*YOUR OBJECTIVE*:
Every entry below is to be copied exactly as written.

---+---

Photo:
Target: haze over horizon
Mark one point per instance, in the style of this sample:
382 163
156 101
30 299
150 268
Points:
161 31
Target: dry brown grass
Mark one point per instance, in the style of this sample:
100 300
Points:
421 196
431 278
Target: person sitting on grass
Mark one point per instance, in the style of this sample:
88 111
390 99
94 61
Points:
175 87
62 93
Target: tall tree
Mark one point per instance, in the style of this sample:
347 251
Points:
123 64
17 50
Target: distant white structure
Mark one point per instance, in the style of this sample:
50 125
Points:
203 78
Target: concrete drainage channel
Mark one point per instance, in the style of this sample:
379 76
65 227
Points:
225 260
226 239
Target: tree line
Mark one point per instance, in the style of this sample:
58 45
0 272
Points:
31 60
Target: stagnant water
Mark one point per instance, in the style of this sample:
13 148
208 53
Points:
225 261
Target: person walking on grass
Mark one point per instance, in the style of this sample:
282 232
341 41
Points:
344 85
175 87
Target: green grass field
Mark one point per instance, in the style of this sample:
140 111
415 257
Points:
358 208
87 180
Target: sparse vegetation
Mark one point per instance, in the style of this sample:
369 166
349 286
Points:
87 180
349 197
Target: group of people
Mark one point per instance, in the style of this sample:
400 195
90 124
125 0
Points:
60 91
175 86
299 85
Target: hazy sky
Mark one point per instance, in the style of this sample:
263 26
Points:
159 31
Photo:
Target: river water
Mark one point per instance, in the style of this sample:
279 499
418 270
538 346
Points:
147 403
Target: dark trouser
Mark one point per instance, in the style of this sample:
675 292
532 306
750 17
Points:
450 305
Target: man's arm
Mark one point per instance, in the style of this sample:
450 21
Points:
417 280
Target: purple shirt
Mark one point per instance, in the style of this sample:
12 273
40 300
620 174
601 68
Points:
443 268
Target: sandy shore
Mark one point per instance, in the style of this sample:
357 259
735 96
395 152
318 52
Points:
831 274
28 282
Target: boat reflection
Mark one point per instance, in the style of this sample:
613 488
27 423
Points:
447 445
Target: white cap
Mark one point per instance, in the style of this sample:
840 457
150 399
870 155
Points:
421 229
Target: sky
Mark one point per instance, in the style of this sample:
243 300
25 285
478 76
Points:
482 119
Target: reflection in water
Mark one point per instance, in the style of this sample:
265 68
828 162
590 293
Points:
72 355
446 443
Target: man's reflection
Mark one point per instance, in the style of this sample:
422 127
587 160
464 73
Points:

---+---

*SOLUTION TO THIS EXERCISE*:
Photo:
Target: haze over horizon
Mark one point per instance, in the style of this sample:
382 163
156 101
30 299
150 268
Points:
161 31
Target: dry brown grass
Mark one point per instance, in the style of this sample:
100 300
Points:
421 196
431 278
Target: person sitting on grass
Mark one point per instance, in the style of this sample:
88 111
390 99
94 61
Points:
175 87
62 93
Target: tall tree
Mark one point per instance, in the style of this sample:
347 251
Points:
123 64
17 50
Target: distant white structure
Mark one point per instance, in the style of this sample:
50 125
Points:
203 78
Target: concrete drainage channel
Mark one point per instance, in the style of this sample:
379 76
65 227
Points:
225 260
226 239
Target: tree line
Mark one point per instance, in the style of this sample:
58 45
0 272
Points:
31 60
Target: stagnant water
Mark one point per instance, in the style of this sample:
13 148
208 53
Points:
225 261
Target: person walking on grass
Mark one point per instance, in the style of this sample:
282 232
341 41
Points:
344 85
175 87
Target: green grass field
Mark one point per instance, in the style of this sample:
140 111
415 257
Points:
358 208
87 180
Target: sparse vegetation
Mark one point per instance, in the style of this sample:
369 166
349 286
Points:
87 180
349 197
Target: group of people
Mark one point per instance, in the style of this sample:
400 195
90 124
125 0
Points:
60 91
175 86
299 85
Target: hazy sky
Mark one point per instance, in the style of this sample:
263 26
Points:
159 31
Photo:
Target: river water
Mark one point per instance, in the style of this sample:
279 499
418 270
538 346
Points:
147 403
Target: dark trouser
Mark one point per instance, in the style of this sample:
675 292
532 306
750 17
Points:
450 305
Target: man's arm
Mark one point per instance, in the style of this sample:
450 21
Points:
417 280
Target: purple shirt
Mark one point per instance, in the style of this sample:
12 273
40 300
620 174
601 68
Points:
443 268
Target: sandy shore
Mark one point per instance, in the style of this sample:
357 259
735 96
395 152
318 52
Points:
831 274
28 282
Target: boat reflection
Mark one point per instance, in the style of this sample:
613 488
27 423
Points:
447 445
Target: white cap
Mark one point per instance, in the style of this sample:
840 457
150 399
870 155
Points:
421 229
Target: sky
Mark one point per instance, in the style of this sample:
243 300
25 285
478 76
Points:
482 119
Target: reflection in water
Mark one point per instance, in the style of this sample:
265 68
828 162
590 293
Points:
72 355
446 443
Target: man's reflection
Mark one point per instance, in the style of this sample:
422 127
587 160
464 73
Points:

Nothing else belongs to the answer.